## WORK INSTRUCTIONS
Find the line containing "column 877, row 527" in the records below. Copy exactly that line and each one after it, ending at the line containing "column 699, row 371", and nothing more.

(Records contained in a dataset)
== Segment start ==
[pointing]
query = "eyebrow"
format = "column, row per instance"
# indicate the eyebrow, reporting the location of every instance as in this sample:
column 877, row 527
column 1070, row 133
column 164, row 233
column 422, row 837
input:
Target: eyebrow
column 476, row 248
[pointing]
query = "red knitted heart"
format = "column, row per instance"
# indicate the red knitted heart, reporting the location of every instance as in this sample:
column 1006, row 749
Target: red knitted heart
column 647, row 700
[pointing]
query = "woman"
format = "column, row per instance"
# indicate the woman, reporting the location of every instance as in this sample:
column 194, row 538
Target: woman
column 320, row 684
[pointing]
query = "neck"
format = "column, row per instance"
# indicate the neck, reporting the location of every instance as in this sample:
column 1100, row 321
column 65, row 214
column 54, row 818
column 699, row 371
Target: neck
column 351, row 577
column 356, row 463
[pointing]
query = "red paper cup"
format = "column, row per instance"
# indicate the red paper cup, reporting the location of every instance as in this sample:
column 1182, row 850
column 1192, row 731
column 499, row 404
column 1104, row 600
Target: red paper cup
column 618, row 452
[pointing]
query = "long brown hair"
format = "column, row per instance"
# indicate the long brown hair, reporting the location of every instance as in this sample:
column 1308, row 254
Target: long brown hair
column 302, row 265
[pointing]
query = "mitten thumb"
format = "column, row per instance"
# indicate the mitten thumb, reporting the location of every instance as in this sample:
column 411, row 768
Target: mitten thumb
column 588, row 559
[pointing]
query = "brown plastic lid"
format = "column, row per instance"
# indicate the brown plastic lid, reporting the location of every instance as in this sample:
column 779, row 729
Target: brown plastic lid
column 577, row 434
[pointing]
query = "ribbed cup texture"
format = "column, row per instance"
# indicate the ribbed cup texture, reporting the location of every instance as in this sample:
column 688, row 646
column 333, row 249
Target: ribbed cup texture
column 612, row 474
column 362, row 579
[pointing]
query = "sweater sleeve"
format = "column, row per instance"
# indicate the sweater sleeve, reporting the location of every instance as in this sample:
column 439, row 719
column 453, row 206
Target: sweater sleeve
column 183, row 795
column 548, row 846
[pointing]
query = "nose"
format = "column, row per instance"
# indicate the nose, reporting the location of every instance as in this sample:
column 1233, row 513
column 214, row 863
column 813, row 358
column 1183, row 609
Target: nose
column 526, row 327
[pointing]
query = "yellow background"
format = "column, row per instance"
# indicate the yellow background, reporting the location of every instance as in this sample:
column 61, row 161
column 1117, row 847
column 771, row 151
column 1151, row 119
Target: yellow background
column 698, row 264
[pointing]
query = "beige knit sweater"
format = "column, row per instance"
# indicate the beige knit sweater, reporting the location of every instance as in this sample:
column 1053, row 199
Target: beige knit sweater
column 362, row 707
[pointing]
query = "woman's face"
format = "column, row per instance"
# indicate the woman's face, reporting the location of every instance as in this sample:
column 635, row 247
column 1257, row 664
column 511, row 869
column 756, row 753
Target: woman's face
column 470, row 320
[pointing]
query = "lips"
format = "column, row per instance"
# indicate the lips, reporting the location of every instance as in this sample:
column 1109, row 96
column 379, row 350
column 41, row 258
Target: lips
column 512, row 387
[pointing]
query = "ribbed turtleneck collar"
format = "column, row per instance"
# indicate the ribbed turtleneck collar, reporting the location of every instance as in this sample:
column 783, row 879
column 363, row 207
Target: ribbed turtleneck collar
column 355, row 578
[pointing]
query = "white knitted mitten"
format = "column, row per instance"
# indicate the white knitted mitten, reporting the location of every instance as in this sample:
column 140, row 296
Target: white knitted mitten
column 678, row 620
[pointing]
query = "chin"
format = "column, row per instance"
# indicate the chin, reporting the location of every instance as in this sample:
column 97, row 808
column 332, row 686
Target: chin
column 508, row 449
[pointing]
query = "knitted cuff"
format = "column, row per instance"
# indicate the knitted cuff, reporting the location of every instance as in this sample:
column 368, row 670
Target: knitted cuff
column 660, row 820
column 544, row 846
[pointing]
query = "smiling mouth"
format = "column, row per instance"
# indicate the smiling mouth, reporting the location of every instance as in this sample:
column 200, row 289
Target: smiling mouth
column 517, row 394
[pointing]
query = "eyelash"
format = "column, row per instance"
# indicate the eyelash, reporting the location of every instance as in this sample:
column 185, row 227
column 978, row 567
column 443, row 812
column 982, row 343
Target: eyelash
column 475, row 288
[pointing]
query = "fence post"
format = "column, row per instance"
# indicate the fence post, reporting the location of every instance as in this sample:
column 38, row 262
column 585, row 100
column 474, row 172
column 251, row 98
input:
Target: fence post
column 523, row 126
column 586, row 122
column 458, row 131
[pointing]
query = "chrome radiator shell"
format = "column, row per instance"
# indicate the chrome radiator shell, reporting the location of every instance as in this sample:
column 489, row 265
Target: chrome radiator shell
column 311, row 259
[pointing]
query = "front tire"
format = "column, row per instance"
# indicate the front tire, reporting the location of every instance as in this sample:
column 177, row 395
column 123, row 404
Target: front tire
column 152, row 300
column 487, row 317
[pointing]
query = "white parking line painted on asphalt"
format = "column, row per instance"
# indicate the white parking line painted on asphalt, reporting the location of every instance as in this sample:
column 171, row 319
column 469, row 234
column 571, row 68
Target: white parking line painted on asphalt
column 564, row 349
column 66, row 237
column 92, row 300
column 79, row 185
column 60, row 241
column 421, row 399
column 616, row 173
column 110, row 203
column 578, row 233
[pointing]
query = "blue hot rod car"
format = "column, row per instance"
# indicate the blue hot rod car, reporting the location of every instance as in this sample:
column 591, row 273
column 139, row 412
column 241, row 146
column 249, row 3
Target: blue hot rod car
== Segment end ==
## SOLUTION TO THE PROBLEM
column 877, row 527
column 1070, row 133
column 164, row 233
column 422, row 837
input:
Target: eyebrow
column 476, row 248
[pointing]
query = "red knitted heart"
format = "column, row per instance"
# indicate the red knitted heart, reporting the location of every instance as in this sample:
column 1006, row 749
Target: red knitted heart
column 647, row 700
[pointing]
query = "woman"
format = "column, row per instance"
# indicate the woman, reporting the location of every instance as in this sample:
column 194, row 538
Target: woman
column 320, row 684
[pointing]
query = "neck"
format = "column, row per instance"
# indicate the neck, reporting the location of every instance as in this sample:
column 1100, row 321
column 65, row 214
column 54, row 818
column 699, row 371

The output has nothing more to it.